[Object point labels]
:::::

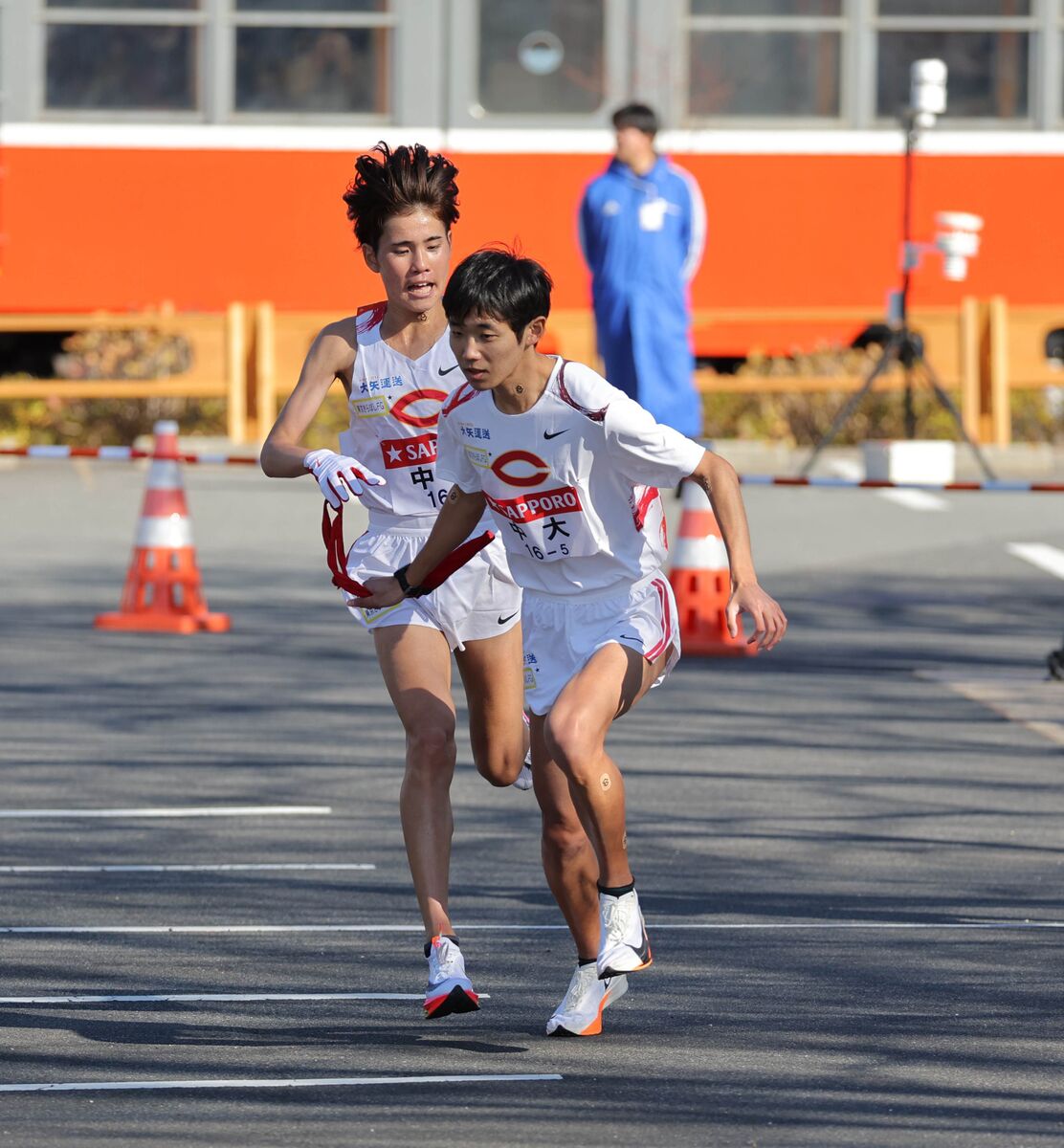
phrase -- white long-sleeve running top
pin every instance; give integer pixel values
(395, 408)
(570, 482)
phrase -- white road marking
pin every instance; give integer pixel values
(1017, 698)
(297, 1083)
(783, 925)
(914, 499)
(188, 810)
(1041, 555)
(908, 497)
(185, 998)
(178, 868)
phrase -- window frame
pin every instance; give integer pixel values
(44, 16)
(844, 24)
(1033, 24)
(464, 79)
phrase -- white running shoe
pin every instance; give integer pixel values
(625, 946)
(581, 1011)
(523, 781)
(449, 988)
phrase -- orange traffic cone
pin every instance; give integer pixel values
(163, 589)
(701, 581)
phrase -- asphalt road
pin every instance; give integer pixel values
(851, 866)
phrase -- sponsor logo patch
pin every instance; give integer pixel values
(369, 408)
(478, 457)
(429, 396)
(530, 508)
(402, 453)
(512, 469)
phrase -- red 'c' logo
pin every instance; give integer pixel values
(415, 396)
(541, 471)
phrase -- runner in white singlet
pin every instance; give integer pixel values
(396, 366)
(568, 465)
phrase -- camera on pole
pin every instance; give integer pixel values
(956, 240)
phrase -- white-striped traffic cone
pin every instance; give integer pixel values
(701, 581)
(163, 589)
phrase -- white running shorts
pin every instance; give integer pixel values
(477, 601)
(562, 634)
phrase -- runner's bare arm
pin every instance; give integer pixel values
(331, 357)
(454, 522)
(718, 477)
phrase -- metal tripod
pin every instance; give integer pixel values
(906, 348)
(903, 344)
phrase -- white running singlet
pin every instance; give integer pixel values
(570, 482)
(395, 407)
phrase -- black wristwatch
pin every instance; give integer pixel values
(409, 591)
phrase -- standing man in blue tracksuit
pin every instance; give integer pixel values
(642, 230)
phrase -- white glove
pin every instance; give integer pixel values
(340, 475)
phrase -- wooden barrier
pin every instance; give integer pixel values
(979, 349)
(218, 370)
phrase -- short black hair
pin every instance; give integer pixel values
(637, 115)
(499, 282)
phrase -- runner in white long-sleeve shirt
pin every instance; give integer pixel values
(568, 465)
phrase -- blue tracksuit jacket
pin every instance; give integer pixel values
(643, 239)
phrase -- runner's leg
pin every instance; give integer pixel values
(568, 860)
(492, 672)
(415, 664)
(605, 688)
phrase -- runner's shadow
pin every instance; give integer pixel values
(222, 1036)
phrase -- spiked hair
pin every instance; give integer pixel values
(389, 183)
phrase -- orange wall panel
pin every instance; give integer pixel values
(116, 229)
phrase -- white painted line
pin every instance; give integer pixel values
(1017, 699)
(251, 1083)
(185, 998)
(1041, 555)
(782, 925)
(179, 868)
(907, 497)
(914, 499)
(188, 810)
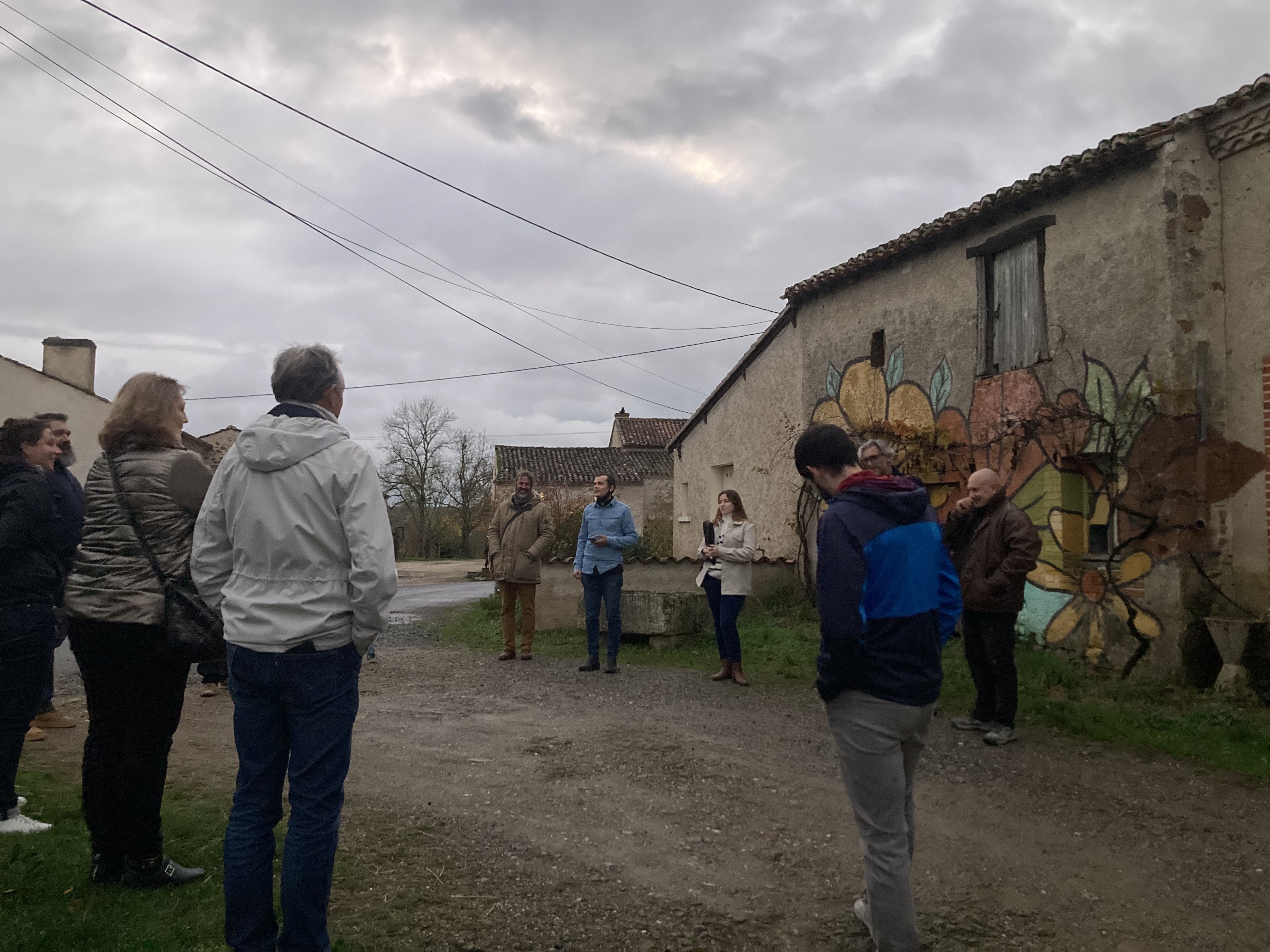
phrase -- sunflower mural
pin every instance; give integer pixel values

:::::

GOAL OF THE EXERCISE
Print the lines from the one that contains "phrase -- white glove" through the last line of the data, exactly and in full, and no other lines. Pictures are not part of the copy.

RESPONSE TO THIS EXERCISE
phrase -- white glove
pin every instance; give integer pixel values
(340, 475)
phrase -- wooden barrier
pin every instance; give integer pixel values
(979, 349)
(218, 370)
phrase -- short black hair
pin every instance; give integer pixel values
(637, 115)
(499, 282)
phrase -- runner in white long-sleeve shirt
pin every instance; give integer pixel values
(568, 465)
phrase -- blue tracksuit jacket
pin every instance; give integer pixel values
(643, 239)
phrase -- runner's leg
pin every instance; give integer pixel values
(568, 860)
(492, 672)
(415, 664)
(605, 688)
phrase -- runner's shadow
pin every instance; give integer pixel values
(222, 1036)
phrase -- spiked hair
pin every instance; give integer pixel values
(389, 183)
phrase -- orange wall panel
pin every instance; give integer pixel values
(116, 229)
phrase -- white painted line
pin every instance; give integer pixel values
(1017, 699)
(251, 1083)
(185, 998)
(1041, 555)
(782, 925)
(179, 868)
(907, 497)
(914, 499)
(188, 810)
phrase -- sunflower mural
pin every instance; give integer pixel values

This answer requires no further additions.